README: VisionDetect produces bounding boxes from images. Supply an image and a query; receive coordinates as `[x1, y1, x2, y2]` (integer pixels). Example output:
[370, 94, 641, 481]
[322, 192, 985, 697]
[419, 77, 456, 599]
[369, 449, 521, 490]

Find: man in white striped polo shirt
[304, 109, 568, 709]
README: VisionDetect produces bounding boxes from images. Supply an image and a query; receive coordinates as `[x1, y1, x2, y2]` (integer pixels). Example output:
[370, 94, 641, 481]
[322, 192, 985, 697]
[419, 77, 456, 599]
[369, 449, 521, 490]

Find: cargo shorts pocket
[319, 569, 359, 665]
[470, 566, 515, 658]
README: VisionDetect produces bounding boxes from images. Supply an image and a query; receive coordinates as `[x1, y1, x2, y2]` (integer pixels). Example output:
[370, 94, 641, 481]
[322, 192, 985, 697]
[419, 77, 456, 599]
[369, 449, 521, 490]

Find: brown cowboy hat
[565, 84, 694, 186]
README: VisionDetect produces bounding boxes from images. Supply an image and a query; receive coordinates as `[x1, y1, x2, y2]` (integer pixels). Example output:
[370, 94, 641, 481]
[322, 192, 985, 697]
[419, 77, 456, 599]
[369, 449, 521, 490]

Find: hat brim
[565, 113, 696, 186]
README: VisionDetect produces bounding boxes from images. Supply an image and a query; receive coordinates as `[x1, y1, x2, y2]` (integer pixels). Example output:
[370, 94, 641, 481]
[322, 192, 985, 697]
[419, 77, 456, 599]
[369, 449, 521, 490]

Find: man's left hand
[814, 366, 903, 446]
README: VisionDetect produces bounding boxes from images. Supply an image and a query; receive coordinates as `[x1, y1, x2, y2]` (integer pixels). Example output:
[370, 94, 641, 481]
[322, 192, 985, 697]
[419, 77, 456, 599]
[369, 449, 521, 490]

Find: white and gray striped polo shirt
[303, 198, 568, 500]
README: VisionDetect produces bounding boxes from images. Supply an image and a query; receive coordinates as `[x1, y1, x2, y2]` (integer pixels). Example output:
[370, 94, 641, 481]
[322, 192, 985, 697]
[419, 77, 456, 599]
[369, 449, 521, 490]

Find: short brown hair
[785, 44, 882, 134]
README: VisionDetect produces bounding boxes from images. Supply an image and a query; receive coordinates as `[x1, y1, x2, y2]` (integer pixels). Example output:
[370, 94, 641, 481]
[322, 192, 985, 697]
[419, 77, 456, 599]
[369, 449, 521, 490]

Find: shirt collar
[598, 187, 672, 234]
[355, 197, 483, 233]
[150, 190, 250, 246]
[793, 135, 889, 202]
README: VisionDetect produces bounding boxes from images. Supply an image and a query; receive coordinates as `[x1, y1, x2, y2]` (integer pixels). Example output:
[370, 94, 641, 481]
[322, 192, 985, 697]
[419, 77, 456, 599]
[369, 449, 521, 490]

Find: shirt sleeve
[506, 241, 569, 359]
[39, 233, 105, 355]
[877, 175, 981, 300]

• [问题描述]: 重写记录中从开头到包含“[565, 113, 696, 186]”的那一行（含该行）的部分，查找要求一并保留，并把答案里的边界框坐标整体平移，每个数值加141。说明中的示例坐标保持不变。

• [任务答案]:
README: VisionDetect produces bounding boxes from images. Supply an image and a query; receive coordinates as `[x1, y1, x2, y2]` (integer pixels). Example output:
[370, 94, 641, 481]
[322, 192, 985, 697]
[419, 77, 456, 599]
[369, 449, 521, 490]

Find: man in white striped polo shirt
[445, 250, 709, 850]
README: VisionDetect produces bounding boxes from images. Supply an image and a query; receive coordinates as `[x1, y1, x2, y2]` (integer pixels). Example output:
[370, 94, 641, 481]
[322, 192, 985, 697]
[419, 77, 456, 599]
[369, 449, 521, 490]

Find: cargo shorts pocket
[460, 710, 500, 806]
[611, 707, 656, 799]
README: VisionDetect produces bounding boxes from images. Supply an image and a query; receive coordinates as `[x1, y1, x2, y2]` (integer pixels). Example output:
[370, 94, 641, 481]
[322, 192, 985, 697]
[419, 77, 456, 599]
[369, 449, 521, 490]

Find: brown cowboy hat
[706, 225, 835, 327]
README: VisionDetect produces bounding boxes from images. Supply an image and a query; receive coordinates as `[x1, y1, x2, y2]` (integer pixels). Example output:
[370, 94, 641, 481]
[322, 192, 985, 697]
[419, 77, 456, 599]
[369, 449, 521, 490]

Find: hat brim
[706, 254, 837, 327]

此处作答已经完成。